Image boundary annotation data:
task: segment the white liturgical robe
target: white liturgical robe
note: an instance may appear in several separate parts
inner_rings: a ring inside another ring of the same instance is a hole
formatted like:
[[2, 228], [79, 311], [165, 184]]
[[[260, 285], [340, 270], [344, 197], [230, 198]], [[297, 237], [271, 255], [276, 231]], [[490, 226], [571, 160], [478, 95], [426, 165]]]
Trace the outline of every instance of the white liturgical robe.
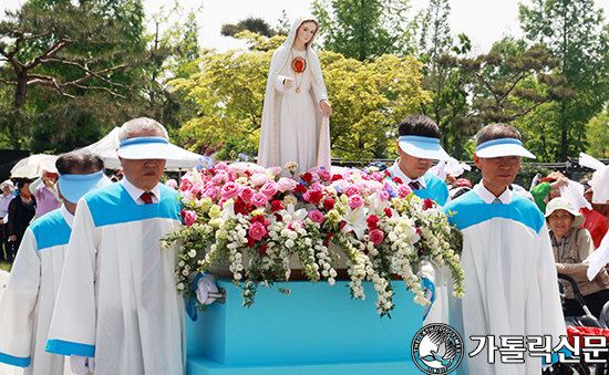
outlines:
[[44, 352], [72, 219], [62, 207], [28, 227], [0, 301], [0, 362], [24, 375], [72, 374], [63, 355]]
[[535, 204], [507, 191], [502, 204], [482, 185], [444, 206], [450, 222], [463, 232], [461, 257], [465, 295], [450, 296], [450, 324], [465, 343], [457, 374], [539, 375], [541, 358], [525, 354], [525, 363], [502, 363], [488, 343], [476, 356], [472, 336], [550, 336], [551, 346], [566, 335], [554, 256], [541, 211]]

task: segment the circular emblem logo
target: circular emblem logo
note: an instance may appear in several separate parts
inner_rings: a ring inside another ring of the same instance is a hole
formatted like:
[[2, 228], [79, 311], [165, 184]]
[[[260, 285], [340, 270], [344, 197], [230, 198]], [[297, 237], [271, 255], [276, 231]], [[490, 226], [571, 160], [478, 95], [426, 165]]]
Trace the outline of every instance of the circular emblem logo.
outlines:
[[412, 358], [425, 374], [448, 374], [463, 360], [463, 340], [446, 324], [429, 324], [412, 340]]

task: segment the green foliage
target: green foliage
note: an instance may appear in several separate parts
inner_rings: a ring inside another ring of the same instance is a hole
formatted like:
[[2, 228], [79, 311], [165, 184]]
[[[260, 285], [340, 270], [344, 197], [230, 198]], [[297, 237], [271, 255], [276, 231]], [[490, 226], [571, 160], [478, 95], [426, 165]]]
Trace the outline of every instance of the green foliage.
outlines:
[[588, 138], [588, 149], [586, 154], [598, 159], [609, 157], [609, 114], [607, 108], [587, 125], [586, 135]]
[[[204, 51], [200, 72], [171, 82], [197, 105], [198, 114], [180, 131], [188, 148], [205, 152], [226, 142], [230, 152], [257, 154], [268, 69], [285, 37], [266, 40], [244, 32], [252, 50], [216, 53]], [[396, 124], [417, 112], [429, 96], [421, 90], [421, 64], [413, 58], [385, 55], [372, 62], [319, 54], [332, 117], [330, 132], [334, 157], [384, 157], [394, 149]]]
[[220, 34], [225, 37], [235, 37], [245, 30], [267, 38], [271, 38], [277, 34], [277, 31], [272, 30], [270, 24], [268, 24], [264, 19], [256, 17], [248, 17], [247, 19], [239, 21], [237, 24], [225, 23], [223, 24]]
[[409, 0], [317, 0], [312, 7], [326, 51], [359, 61], [414, 51]]
[[[536, 154], [566, 162], [587, 148], [586, 124], [609, 100], [609, 33], [602, 9], [596, 9], [592, 0], [531, 2], [519, 9], [526, 39], [544, 44], [560, 61], [556, 74], [566, 80], [565, 91], [572, 95], [534, 111], [531, 117], [543, 118], [548, 132], [536, 132], [535, 119], [527, 125], [537, 144], [546, 147]], [[553, 113], [539, 113], [548, 110]]]

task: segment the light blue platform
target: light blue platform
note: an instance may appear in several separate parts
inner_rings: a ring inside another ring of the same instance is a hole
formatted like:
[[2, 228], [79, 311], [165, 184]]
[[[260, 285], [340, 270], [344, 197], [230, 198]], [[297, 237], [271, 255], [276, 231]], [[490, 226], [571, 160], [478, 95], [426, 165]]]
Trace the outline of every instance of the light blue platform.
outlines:
[[187, 375], [420, 373], [411, 342], [423, 308], [401, 281], [393, 283], [392, 319], [376, 313], [370, 282], [365, 301], [351, 300], [347, 281], [277, 283], [258, 288], [250, 309], [228, 279], [217, 284], [226, 289], [226, 304], [214, 303], [197, 322], [187, 319]]

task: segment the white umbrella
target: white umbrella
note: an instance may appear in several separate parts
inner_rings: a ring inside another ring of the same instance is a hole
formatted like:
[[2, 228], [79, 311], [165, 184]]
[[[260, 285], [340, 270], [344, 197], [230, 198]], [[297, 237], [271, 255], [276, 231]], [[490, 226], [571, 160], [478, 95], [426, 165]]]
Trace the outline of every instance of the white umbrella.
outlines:
[[19, 160], [11, 169], [11, 178], [37, 178], [42, 176], [42, 170], [54, 171], [56, 155], [37, 154]]

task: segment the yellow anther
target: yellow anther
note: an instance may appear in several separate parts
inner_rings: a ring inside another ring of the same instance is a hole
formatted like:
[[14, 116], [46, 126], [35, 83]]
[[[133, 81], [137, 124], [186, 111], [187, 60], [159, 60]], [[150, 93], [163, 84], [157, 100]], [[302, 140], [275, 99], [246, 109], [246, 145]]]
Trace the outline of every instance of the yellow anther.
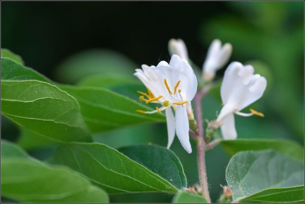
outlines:
[[169, 92], [170, 94], [173, 94], [172, 92], [171, 92], [171, 91], [170, 91], [170, 89], [169, 89], [169, 86], [168, 85], [168, 84], [167, 83], [167, 81], [166, 81], [166, 79], [164, 79], [164, 84], [165, 84], [165, 86], [166, 86], [166, 89], [167, 89], [167, 90], [168, 90], [168, 92]]
[[146, 113], [146, 112], [145, 112], [145, 111], [144, 110], [136, 110], [136, 111], [137, 111], [138, 112], [140, 112], [141, 113], [143, 113], [143, 114], [145, 114]]
[[144, 98], [144, 96], [140, 96], [139, 97], [139, 101], [140, 101], [140, 102], [143, 102], [143, 101], [147, 101], [147, 99], [145, 99]]
[[163, 106], [164, 107], [167, 107], [169, 105], [169, 101], [164, 101], [163, 102]]
[[157, 110], [158, 110], [158, 111], [159, 112], [160, 112], [160, 113], [162, 114], [162, 112], [161, 112], [161, 110], [160, 110], [160, 109], [159, 108], [158, 108], [158, 107], [156, 107], [156, 109], [157, 109]]
[[[179, 85], [179, 84], [180, 83], [180, 82], [181, 82], [181, 81], [178, 81], [177, 82], [177, 83], [176, 83], [176, 85], [175, 85], [175, 88], [174, 88], [174, 94], [176, 94], [176, 91], [177, 91], [177, 88], [178, 88], [178, 86]], [[179, 90], [181, 90], [179, 89]], [[179, 91], [179, 90], [178, 90], [178, 91]]]
[[146, 89], [147, 90], [147, 92], [148, 92], [148, 94], [149, 95], [149, 96], [150, 97], [150, 98], [155, 98], [155, 96], [154, 95], [154, 94], [152, 94], [152, 93], [151, 93], [151, 92], [150, 91], [149, 89], [148, 89], [146, 87]]
[[252, 108], [250, 108], [250, 112], [253, 113], [254, 115], [259, 116], [261, 117], [263, 117], [265, 115], [263, 113], [257, 112], [256, 110], [253, 109]]
[[158, 96], [157, 98], [154, 98], [152, 99], [150, 99], [149, 100], [147, 100], [145, 102], [146, 103], [148, 103], [149, 102], [151, 102], [151, 101], [158, 101], [158, 100], [159, 100], [161, 98], [162, 98], [162, 96]]
[[138, 94], [140, 94], [141, 95], [142, 95], [143, 96], [146, 96], [146, 97], [147, 97], [148, 99], [150, 99], [151, 97], [146, 93], [144, 93], [144, 92], [140, 92], [140, 91], [137, 91], [137, 92], [138, 92]]
[[187, 102], [188, 102], [188, 101], [181, 101], [180, 102], [173, 103], [173, 104], [175, 104], [175, 105], [183, 105], [185, 103], [187, 103]]

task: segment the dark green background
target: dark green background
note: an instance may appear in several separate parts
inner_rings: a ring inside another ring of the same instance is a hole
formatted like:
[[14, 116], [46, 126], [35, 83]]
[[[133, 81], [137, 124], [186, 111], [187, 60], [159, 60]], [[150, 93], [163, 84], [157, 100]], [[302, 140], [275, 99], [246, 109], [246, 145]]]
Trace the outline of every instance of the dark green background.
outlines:
[[[8, 2], [1, 3], [2, 48], [22, 56], [25, 65], [58, 81], [56, 67], [69, 56], [92, 48], [120, 52], [134, 61], [156, 65], [168, 61], [167, 42], [184, 39], [201, 67], [215, 38], [230, 42], [230, 61], [251, 62], [265, 76], [267, 88], [254, 105], [265, 117], [236, 116], [239, 138], [304, 141], [304, 3], [272, 2]], [[220, 78], [224, 69], [218, 72]], [[62, 81], [65, 81], [62, 80]], [[219, 94], [218, 94], [218, 95]], [[221, 102], [209, 95], [203, 115], [215, 119]], [[248, 110], [245, 111], [248, 111]], [[14, 140], [18, 130], [2, 116], [2, 138]], [[114, 148], [148, 142], [166, 145], [165, 124], [126, 128], [95, 137]], [[194, 143], [192, 144], [194, 145]], [[189, 185], [196, 183], [196, 152], [188, 154], [175, 139], [171, 148], [180, 158]], [[44, 158], [49, 150], [32, 151]], [[225, 184], [229, 157], [218, 147], [207, 153], [212, 199]], [[111, 196], [112, 202], [167, 202], [159, 194]]]

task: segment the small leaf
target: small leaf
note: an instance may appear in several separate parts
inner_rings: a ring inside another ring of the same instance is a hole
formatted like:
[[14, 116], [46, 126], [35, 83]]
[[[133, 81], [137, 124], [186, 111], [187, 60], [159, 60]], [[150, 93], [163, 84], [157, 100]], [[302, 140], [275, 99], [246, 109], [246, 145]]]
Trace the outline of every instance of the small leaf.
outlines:
[[55, 86], [34, 80], [1, 81], [2, 113], [58, 142], [91, 141], [77, 101]]
[[98, 74], [132, 76], [137, 65], [123, 55], [107, 50], [90, 50], [66, 60], [57, 68], [57, 78], [69, 83]]
[[125, 96], [107, 89], [68, 85], [60, 87], [77, 100], [84, 120], [93, 132], [165, 121], [163, 114], [137, 112], [137, 109], [151, 110]]
[[[287, 191], [283, 188], [303, 185], [303, 163], [270, 150], [240, 152], [233, 156], [226, 171], [227, 183], [235, 201], [251, 196], [259, 200], [261, 196], [269, 195], [261, 201], [276, 202], [276, 198], [281, 196], [282, 201], [290, 202], [291, 196], [285, 200], [282, 193]], [[273, 192], [278, 196], [271, 196]], [[294, 201], [298, 201], [300, 193], [293, 193], [297, 194]]]
[[174, 203], [206, 203], [207, 202], [200, 194], [191, 193], [187, 191], [179, 191], [175, 195], [172, 202]]
[[304, 149], [292, 140], [284, 139], [238, 139], [222, 140], [227, 152], [233, 155], [240, 151], [271, 149], [300, 161], [304, 160]]
[[[7, 49], [1, 49], [1, 57], [10, 59], [20, 65], [24, 64], [22, 58], [20, 56], [14, 53]], [[1, 65], [1, 67], [2, 67], [2, 65]]]
[[58, 148], [50, 162], [80, 172], [109, 193], [177, 191], [159, 176], [104, 144], [65, 145]]
[[106, 202], [107, 194], [62, 167], [17, 158], [1, 161], [2, 196], [25, 202]]
[[1, 80], [35, 79], [51, 82], [51, 80], [33, 69], [24, 67], [9, 59], [1, 58]]
[[156, 145], [140, 145], [118, 151], [167, 180], [178, 189], [187, 187], [182, 164], [171, 150]]

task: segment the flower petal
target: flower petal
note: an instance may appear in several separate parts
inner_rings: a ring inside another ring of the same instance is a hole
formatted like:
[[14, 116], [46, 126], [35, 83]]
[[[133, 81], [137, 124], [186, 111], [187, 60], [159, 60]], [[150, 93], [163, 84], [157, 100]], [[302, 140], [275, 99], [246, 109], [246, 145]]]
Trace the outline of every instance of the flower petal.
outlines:
[[189, 131], [190, 126], [187, 113], [187, 106], [177, 105], [175, 113], [176, 133], [182, 144], [182, 147], [189, 153], [192, 153], [192, 147], [190, 143]]
[[165, 114], [166, 114], [166, 126], [167, 126], [167, 135], [168, 136], [167, 149], [169, 149], [175, 137], [175, 118], [171, 107], [165, 109]]
[[237, 137], [233, 113], [230, 113], [224, 118], [221, 129], [225, 139], [235, 139]]

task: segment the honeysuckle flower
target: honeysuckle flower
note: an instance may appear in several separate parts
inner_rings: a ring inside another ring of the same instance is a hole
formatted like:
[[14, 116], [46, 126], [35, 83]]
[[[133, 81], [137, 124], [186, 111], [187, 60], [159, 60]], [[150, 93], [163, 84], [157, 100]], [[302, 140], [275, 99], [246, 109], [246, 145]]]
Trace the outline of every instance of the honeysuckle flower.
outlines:
[[189, 61], [188, 49], [181, 39], [171, 39], [168, 41], [168, 51], [171, 55], [177, 54], [181, 59]]
[[[197, 89], [197, 78], [191, 66], [186, 60], [173, 54], [169, 64], [161, 61], [157, 67], [143, 65], [142, 69], [136, 69], [134, 75], [147, 90], [148, 93], [138, 92], [142, 95], [140, 100], [161, 105], [156, 107], [156, 110], [137, 111], [154, 113], [165, 110], [168, 135], [167, 148], [171, 145], [175, 133], [183, 148], [191, 153], [186, 104], [193, 99]], [[172, 108], [175, 110], [174, 115]]]
[[254, 72], [251, 65], [243, 66], [237, 62], [231, 63], [225, 72], [221, 88], [224, 106], [217, 122], [221, 125], [221, 132], [225, 139], [237, 138], [234, 113], [244, 116], [264, 116], [252, 109], [249, 113], [239, 112], [260, 98], [266, 89], [267, 81], [265, 77], [253, 74]]
[[214, 40], [210, 45], [203, 66], [202, 77], [210, 81], [215, 77], [217, 70], [228, 62], [232, 53], [232, 45], [225, 43], [223, 46], [218, 39]]

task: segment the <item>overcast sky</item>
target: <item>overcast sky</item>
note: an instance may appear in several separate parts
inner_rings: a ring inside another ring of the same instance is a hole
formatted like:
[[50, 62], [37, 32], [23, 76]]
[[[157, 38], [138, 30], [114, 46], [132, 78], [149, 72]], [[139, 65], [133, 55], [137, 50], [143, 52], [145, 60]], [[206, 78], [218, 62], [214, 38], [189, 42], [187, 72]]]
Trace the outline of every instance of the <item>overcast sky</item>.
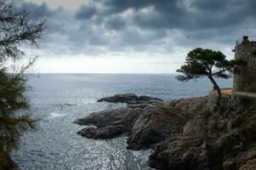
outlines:
[[173, 73], [197, 47], [234, 57], [256, 40], [255, 0], [15, 0], [32, 20], [48, 17], [39, 72]]

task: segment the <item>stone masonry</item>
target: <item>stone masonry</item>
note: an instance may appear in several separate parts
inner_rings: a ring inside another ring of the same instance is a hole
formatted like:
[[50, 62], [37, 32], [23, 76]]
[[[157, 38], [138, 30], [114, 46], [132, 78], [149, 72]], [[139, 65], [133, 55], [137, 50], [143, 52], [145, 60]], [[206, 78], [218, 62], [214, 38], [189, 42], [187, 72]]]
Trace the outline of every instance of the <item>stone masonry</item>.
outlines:
[[243, 59], [247, 64], [233, 78], [233, 91], [256, 93], [256, 42], [243, 37], [235, 48], [235, 59]]

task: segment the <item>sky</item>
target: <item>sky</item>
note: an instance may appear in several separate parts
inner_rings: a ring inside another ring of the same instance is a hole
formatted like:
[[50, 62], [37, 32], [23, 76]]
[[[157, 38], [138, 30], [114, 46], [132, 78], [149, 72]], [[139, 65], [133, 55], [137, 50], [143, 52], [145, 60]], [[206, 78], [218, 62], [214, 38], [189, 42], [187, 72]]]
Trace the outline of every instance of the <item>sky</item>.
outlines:
[[13, 0], [48, 18], [38, 72], [175, 73], [195, 48], [232, 49], [256, 40], [255, 0]]

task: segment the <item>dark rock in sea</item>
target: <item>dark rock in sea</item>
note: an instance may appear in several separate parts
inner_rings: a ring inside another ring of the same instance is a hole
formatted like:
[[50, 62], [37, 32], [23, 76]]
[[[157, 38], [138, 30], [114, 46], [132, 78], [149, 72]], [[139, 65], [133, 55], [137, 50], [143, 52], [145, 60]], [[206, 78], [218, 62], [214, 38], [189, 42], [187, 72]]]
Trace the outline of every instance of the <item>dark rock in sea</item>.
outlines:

__WORK INSTRUCTIONS__: Write out the lines of the listing exactly, starting with the line containing "task: segment the light blue platform" and going on through the line containing "322], [187, 319]]".

__SOLUTION TO THE EXERCISE__:
task: segment the light blue platform
target: light blue platform
note: an instance may appear in several separate parts
inner_rings: a ring inside another ring of the same instance is a hole
formatted like:
[[2, 228], [79, 311], [165, 184]]
[[[260, 285], [340, 270], [344, 197], [230, 198]], [[297, 237], [271, 255], [276, 231]], [[490, 226], [571, 160], [478, 95], [426, 165]]]
Trace the outline of every instance of the light blue platform.
outlines:
[[187, 375], [420, 373], [411, 342], [423, 308], [401, 281], [393, 283], [392, 319], [376, 313], [370, 282], [365, 301], [351, 300], [347, 281], [277, 283], [258, 288], [250, 309], [228, 279], [217, 284], [226, 289], [226, 304], [214, 303], [197, 322], [187, 319]]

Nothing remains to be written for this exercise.